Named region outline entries
════════════════════
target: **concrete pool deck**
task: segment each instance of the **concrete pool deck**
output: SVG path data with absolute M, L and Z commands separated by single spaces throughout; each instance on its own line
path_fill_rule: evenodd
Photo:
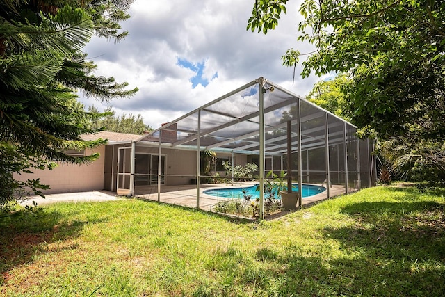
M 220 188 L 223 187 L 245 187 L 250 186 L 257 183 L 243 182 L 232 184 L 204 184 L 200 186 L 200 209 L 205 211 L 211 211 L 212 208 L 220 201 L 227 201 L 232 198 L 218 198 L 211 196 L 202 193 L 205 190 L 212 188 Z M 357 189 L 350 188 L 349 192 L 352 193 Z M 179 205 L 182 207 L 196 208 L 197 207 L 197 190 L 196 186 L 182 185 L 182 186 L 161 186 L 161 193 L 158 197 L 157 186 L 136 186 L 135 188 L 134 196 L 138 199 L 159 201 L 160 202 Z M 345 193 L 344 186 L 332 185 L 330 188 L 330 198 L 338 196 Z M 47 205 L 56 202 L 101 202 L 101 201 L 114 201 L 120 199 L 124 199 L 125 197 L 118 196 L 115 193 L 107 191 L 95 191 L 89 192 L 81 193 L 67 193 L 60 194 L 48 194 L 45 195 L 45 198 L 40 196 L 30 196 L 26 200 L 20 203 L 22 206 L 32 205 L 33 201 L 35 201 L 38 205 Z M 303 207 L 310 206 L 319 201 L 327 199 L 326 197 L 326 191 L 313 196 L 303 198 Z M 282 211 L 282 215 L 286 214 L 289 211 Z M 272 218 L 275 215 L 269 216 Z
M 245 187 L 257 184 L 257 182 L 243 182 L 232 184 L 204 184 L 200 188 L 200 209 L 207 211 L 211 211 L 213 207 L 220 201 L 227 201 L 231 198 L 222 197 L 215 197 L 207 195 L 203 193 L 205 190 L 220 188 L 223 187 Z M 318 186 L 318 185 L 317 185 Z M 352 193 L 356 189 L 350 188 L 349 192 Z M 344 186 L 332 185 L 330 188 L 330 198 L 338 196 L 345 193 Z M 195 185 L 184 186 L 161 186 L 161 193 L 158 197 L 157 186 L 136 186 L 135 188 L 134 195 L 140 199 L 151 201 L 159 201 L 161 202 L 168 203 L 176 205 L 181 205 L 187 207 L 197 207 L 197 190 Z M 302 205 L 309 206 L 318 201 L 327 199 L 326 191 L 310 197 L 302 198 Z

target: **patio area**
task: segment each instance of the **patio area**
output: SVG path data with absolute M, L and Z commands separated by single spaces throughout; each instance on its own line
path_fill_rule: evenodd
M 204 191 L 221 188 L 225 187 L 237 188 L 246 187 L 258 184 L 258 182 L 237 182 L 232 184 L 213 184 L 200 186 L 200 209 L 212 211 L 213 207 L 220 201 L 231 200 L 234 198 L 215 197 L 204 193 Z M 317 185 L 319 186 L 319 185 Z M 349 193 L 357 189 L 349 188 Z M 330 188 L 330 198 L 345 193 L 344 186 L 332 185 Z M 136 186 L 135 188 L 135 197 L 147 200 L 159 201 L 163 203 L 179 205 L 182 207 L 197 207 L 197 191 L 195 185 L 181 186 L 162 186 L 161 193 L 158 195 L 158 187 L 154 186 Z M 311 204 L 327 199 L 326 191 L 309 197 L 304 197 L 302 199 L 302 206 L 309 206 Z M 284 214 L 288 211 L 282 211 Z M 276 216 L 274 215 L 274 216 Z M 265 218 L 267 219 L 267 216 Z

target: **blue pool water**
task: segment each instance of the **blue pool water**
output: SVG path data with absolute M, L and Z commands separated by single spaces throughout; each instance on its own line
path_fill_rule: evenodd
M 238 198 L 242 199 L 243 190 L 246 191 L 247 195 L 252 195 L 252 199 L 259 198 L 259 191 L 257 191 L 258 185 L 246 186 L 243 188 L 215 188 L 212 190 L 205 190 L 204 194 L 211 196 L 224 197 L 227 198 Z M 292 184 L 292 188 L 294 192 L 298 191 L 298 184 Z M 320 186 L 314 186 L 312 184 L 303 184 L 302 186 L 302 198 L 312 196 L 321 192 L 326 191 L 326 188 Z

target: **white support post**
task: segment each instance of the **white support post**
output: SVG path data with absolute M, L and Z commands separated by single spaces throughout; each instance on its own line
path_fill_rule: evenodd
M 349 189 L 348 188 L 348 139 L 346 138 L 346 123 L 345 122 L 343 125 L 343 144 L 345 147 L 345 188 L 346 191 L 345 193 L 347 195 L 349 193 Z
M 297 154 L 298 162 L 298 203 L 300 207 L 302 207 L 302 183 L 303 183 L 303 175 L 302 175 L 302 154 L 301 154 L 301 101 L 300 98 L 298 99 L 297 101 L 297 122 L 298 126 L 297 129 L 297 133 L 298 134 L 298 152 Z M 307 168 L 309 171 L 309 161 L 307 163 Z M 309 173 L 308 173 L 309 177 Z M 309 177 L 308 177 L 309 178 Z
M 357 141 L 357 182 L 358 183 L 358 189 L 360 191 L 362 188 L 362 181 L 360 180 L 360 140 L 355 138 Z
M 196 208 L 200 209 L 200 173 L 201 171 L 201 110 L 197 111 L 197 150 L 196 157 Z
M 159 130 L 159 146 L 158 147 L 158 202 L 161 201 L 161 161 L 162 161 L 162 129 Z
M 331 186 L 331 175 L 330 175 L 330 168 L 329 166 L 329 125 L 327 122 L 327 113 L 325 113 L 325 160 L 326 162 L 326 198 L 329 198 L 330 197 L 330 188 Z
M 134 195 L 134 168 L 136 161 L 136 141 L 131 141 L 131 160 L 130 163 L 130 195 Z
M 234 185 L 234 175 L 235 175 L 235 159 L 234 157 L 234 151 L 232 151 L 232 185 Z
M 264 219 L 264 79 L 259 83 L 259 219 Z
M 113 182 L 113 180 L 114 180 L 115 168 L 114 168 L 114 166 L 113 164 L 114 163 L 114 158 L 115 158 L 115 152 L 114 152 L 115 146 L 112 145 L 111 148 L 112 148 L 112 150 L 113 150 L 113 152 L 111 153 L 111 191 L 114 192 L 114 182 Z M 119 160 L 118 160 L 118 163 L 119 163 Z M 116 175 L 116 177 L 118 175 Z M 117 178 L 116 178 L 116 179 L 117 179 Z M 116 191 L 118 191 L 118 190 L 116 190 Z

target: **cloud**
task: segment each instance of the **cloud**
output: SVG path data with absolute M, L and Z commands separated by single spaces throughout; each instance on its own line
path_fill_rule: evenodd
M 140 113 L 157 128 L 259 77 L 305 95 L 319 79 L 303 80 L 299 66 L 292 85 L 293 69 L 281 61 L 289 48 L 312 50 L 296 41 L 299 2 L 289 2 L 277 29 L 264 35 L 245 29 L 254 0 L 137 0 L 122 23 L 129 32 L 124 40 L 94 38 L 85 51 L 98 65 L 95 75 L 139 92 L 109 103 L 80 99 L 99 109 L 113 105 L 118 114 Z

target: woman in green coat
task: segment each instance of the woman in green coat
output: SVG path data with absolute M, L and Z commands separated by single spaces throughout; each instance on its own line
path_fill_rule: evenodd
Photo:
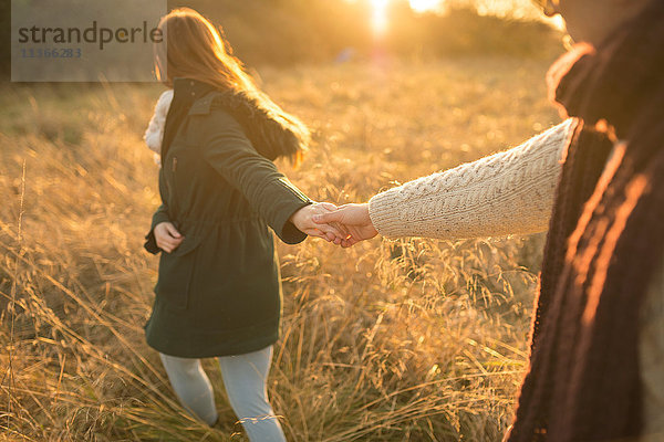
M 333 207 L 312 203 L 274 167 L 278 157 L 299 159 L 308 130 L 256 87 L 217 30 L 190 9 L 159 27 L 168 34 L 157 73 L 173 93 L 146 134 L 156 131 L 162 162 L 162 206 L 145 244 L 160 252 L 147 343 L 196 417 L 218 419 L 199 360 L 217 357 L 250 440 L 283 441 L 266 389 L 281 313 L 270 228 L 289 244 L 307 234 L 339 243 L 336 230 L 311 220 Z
════════════════════
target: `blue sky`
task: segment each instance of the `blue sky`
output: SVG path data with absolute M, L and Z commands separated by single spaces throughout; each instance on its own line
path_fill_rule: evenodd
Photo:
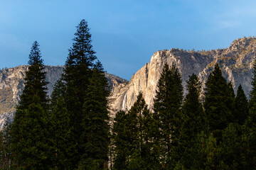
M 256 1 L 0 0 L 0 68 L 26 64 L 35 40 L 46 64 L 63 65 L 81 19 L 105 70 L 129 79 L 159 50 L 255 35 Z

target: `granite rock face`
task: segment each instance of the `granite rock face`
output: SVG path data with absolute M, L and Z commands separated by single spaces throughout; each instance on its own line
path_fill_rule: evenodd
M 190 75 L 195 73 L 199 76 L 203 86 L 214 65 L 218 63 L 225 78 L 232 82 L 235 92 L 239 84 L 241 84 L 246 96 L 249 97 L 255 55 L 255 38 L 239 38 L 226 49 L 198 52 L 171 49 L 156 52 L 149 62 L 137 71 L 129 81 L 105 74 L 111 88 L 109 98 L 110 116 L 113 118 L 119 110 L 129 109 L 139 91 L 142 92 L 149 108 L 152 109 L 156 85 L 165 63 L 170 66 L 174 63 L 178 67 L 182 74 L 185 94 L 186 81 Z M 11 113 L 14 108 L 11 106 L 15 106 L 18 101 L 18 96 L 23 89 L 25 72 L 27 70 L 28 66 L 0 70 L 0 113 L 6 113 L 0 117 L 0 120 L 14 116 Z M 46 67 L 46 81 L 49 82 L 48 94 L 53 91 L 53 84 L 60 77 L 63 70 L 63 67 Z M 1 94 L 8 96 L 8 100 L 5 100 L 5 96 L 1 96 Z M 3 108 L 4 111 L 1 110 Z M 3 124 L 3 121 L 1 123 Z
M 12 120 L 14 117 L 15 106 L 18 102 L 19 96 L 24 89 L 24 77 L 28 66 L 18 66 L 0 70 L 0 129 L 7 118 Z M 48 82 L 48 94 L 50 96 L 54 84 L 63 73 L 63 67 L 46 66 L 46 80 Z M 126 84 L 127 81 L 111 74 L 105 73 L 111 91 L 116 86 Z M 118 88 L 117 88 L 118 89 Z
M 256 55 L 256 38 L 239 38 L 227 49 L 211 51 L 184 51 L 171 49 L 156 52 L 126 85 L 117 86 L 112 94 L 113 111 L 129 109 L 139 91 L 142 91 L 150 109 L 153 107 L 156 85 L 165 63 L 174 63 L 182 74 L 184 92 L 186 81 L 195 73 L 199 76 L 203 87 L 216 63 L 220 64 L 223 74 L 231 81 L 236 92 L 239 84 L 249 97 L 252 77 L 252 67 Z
════════════════════
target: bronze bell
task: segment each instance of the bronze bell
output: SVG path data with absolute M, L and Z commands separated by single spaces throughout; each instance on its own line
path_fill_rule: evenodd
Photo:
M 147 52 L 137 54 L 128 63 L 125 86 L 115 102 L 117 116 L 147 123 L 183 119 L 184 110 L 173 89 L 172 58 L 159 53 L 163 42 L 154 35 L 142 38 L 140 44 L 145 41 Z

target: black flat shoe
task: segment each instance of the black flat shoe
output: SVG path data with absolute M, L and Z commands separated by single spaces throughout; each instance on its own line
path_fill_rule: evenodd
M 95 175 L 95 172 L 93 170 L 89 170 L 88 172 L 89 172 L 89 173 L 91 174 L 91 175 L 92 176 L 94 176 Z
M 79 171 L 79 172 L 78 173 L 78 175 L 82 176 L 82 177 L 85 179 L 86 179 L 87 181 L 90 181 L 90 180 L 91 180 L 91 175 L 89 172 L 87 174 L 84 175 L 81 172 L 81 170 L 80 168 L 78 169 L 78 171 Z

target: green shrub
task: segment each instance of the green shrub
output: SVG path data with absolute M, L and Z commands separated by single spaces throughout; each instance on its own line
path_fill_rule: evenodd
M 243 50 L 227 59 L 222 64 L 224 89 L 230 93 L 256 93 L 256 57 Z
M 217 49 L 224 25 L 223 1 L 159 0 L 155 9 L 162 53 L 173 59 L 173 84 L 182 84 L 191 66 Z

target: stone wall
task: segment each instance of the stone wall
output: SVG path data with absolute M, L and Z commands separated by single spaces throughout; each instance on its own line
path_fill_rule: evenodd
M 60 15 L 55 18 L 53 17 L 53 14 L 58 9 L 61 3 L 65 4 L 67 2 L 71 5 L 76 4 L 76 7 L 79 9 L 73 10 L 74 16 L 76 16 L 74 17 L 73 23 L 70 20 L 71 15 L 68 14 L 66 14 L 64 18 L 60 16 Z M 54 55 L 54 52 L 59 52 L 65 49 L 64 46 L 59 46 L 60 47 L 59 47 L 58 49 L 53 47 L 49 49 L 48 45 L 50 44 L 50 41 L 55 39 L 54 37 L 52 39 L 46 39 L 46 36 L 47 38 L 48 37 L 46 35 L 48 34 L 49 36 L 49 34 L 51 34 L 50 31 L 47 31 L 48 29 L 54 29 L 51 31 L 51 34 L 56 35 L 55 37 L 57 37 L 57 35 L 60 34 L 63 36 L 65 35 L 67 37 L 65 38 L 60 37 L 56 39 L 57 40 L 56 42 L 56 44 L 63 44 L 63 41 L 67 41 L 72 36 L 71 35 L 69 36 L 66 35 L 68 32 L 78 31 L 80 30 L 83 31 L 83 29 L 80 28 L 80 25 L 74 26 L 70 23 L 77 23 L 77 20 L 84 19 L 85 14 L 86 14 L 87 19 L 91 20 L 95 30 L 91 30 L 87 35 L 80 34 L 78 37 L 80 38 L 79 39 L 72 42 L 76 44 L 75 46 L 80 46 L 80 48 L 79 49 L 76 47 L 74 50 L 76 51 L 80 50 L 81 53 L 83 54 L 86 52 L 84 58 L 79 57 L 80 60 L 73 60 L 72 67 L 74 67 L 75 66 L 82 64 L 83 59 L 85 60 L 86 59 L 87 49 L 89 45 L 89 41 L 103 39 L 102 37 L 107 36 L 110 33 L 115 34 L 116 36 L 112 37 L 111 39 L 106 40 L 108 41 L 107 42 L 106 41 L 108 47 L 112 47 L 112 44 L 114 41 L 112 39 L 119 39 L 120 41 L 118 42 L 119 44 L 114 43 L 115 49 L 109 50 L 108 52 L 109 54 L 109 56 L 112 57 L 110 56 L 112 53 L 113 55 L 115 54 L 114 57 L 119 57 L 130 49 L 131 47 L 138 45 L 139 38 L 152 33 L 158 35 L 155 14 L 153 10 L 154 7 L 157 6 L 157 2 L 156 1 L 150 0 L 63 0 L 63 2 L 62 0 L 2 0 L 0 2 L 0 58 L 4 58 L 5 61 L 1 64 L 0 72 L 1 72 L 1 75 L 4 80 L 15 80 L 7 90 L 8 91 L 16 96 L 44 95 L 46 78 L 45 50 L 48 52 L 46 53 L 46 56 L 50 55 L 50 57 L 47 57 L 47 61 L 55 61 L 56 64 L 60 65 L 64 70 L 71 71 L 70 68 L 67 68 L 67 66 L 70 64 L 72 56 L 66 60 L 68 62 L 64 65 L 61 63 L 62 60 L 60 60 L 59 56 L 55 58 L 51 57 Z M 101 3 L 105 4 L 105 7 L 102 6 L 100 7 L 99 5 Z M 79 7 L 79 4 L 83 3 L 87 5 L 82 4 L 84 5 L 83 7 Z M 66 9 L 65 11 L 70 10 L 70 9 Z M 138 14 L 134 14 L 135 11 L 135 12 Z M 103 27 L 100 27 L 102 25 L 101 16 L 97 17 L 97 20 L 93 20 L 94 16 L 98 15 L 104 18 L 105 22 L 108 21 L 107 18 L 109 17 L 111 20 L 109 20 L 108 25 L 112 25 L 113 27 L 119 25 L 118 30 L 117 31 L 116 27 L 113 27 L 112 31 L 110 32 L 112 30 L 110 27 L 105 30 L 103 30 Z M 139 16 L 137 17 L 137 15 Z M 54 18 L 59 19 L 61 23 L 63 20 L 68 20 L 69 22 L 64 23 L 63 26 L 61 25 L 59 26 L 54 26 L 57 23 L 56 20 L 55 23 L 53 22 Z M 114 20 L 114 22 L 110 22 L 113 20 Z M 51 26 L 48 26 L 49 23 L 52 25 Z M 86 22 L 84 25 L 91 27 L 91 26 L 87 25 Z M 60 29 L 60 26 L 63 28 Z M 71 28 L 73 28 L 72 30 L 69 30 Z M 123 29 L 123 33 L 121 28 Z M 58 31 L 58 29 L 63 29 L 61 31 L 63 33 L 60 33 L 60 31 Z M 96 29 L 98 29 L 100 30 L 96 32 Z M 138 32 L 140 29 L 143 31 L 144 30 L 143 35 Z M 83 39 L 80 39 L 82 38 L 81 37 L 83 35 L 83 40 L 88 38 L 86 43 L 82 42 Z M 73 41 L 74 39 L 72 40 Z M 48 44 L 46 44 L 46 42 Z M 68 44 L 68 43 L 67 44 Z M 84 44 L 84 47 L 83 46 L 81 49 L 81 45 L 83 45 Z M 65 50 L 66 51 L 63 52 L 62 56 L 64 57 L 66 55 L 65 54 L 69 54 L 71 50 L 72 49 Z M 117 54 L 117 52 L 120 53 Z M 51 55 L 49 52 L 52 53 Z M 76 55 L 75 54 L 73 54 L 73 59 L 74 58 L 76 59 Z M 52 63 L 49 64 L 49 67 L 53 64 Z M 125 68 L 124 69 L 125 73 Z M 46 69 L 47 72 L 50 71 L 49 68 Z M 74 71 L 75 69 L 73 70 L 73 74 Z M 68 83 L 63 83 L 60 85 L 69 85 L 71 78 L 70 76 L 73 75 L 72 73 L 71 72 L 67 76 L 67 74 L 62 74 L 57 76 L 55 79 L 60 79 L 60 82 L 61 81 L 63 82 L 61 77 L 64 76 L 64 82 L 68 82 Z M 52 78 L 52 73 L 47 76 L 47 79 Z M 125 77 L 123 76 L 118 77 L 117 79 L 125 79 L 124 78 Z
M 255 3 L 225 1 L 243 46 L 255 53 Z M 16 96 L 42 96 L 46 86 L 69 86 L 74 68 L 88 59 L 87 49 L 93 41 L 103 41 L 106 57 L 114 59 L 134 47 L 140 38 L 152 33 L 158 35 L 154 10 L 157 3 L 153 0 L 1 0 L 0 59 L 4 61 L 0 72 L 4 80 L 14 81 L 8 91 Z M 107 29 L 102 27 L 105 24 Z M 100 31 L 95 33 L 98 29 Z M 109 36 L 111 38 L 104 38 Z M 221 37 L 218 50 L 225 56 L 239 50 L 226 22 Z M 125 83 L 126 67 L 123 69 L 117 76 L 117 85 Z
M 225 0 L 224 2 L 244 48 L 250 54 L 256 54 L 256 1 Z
════════════════════
WHAT IS NEEDED: Copy out the stretch of entries from the line containing "target: black flat shoe" through the line containing "M 95 175 L 95", both ends included.

OUTPUT FOR THIS TASK:
target: black flat shoe
task: segment each instance of the black flat shoe
output: SVG path data with absolute M, L and Z commands separated by single spaces throughout; each instance on its own line
path_fill_rule: evenodd
M 95 175 L 95 172 L 93 170 L 89 170 L 88 172 L 89 172 L 89 173 L 91 174 L 91 175 L 92 176 L 94 176 Z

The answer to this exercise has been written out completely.